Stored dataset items
BEGIN

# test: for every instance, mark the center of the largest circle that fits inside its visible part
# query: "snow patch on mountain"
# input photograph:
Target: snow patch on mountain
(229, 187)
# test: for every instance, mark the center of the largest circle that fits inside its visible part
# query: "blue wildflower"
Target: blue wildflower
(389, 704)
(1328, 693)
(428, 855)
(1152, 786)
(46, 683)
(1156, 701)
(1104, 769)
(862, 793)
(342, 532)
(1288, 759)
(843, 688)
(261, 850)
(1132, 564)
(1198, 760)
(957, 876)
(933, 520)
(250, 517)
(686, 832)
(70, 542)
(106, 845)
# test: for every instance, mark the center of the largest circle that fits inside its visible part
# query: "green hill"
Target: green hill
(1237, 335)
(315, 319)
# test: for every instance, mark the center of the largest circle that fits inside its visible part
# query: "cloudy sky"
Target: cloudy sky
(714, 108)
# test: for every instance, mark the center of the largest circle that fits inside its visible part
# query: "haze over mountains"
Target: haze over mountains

END

- **ACTIVITY**: Your answer should be the records themselves, returned word for word.

- **RESPONSE TO THE EXERCISE**:
# test: for every instance, mark the center of the largest circle that fits inside its visible part
# query: "snow patch on mountain"
# input photograph:
Target: snow patch on mountain
(229, 187)
# test: for every instance, mark the center of the largest circle that fits inside its visible part
# query: "blue wildflower"
Target: blue wildflower
(389, 704)
(1328, 693)
(428, 855)
(1152, 786)
(46, 683)
(1156, 701)
(1104, 769)
(862, 793)
(342, 532)
(1288, 759)
(843, 688)
(261, 850)
(1132, 564)
(1198, 760)
(957, 876)
(933, 520)
(250, 517)
(686, 832)
(70, 542)
(106, 845)
# test: for every instance, mark the center of the largest circle that fits inside its visible part
# query: "green hill"
Target: green hill
(1237, 335)
(315, 319)
# test: for every instance, mark the center of the largest circle that fits inside its visible part
# query: "cloudy sky"
Target: cloudy sky
(714, 108)
# test: for every instance, mark the center of the largest circle that fits inside its visible part
# query: "haze over mountains"
Target: haze over mountains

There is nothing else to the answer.